___ Document

Paul Johnson shouts out "Feel the Johnson!" every time an opposing player gets injured from a chop block
I wish I could give you a hundred thousand legs for this. Hands down funniest comment I've read so far. I'm dying.
Paul Johnson refused to remove his tribbles from the Starship Enterprise (he looks like Cyrano Jones).
Paul Johnson took Dorothy Mantooth to a wonderful steak dinner and never. Called her. Again.
Paul Johnson thinks the cake vs. pie debate is stupid.
PAUL JOHNSON THINKS THE LAST REMAINING GOLDEN GRIL, BETTY WHITE, ISN'T A NATIONAL TREASURE
PAUL JOHNSON SENDS ALL EMAILS WITH HIS CAPS LOCK ON. "LOOK AT THIS CAT VIDEO. ISN'T IT AWFUL?"
And then you end up with this!
Paul Johnson only shoots layups when you play him in H-O-R-S-E
Everyone hates that guy
Paul Johnson rooted for ND this past weekend.
Paul Johnson thinks stealing the "T" from opponents is actually a really funny prank and hasn't gotten old at all.
Paul Johnson wishes the forward pass had never been invented.
Speaking of....Can we get a Corps detail to guard the sign at the stadium this time?
Screw the Corps guarding it, how about some police that arrest them if they try it. Then again, they aren't going to win so it shouldn't matter.
I will add that you should put your magnets and flags away during the game, or if out and about afterward. Some GT fans are dirty thieves. Found that out first hand after the lightning canceled game. No doubt who stole our stuff.
Meh, I've had drunken VT students try to peel the magnets off my truck while we were sitting in traffic after the game.
and anyone who tries to steal it can spend the game doing this from the walls of Lane:
Paul Johnson thinks that ShopHouse was a stupid idea and he is very happy that Chipotle has decided to close the place down to enter the pizza and burgers markets. Coincidentally, Paul Johnson hates Sriracha.
Paul Johnson's players started a Hatin' On Paul Johnson thread on the Georgia Tech Swarm site.
When you are forced to choose between Pat Narduzzi and Paul Johnson being your friend.
Paul Johnson actually hired Al Groh.
That's more of a Lovin' On comment, not a Hatin' on.
Jeez where's my eye bleach
I got ya
Paul Johnson has no respect for Bud Foster
Paul Johnson power walks in a Sean Glennon jersey.
Oh so he had Glennon's jersey...Flashback...

Does anybody remember that Glennon was looking in the mirror and thus drew the Nike swoosh backwards on his own jersey?
Paul Johnson sends you political "joke" emails that are neither funny nor accurate. He continues to do this long after you ask him to stop.

______
___ Source excerpt

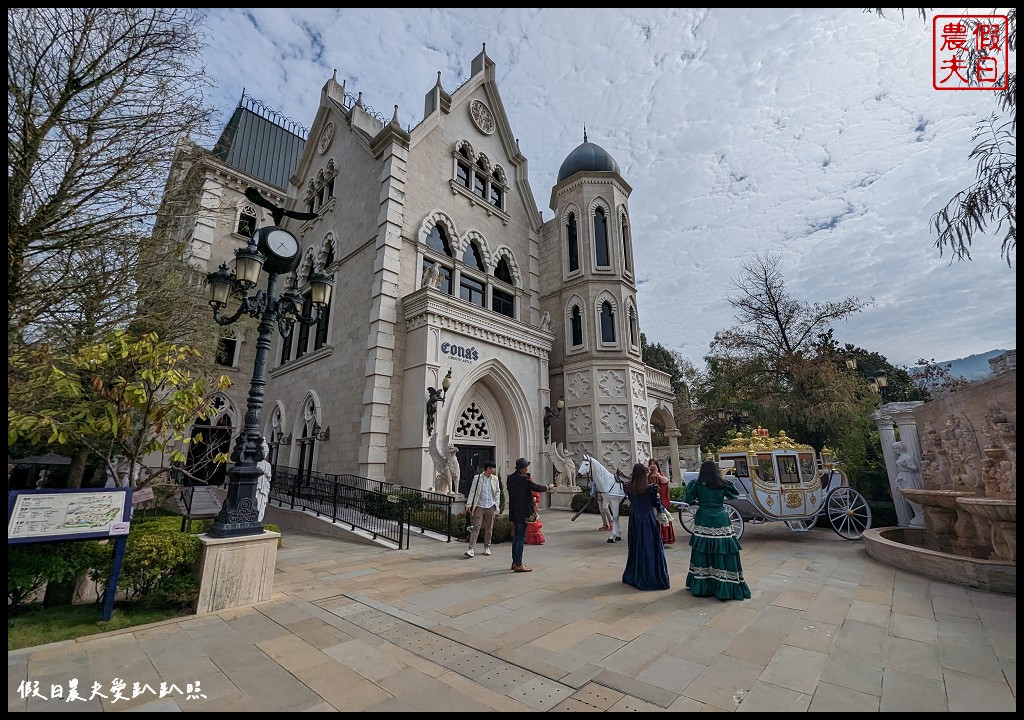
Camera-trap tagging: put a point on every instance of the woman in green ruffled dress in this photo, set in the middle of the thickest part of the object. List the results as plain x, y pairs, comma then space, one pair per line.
715, 566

______

# [Task instructions]
In the comment thread, what does Paul Johnson wish had never been invented?

# [Output below]
The forward pass.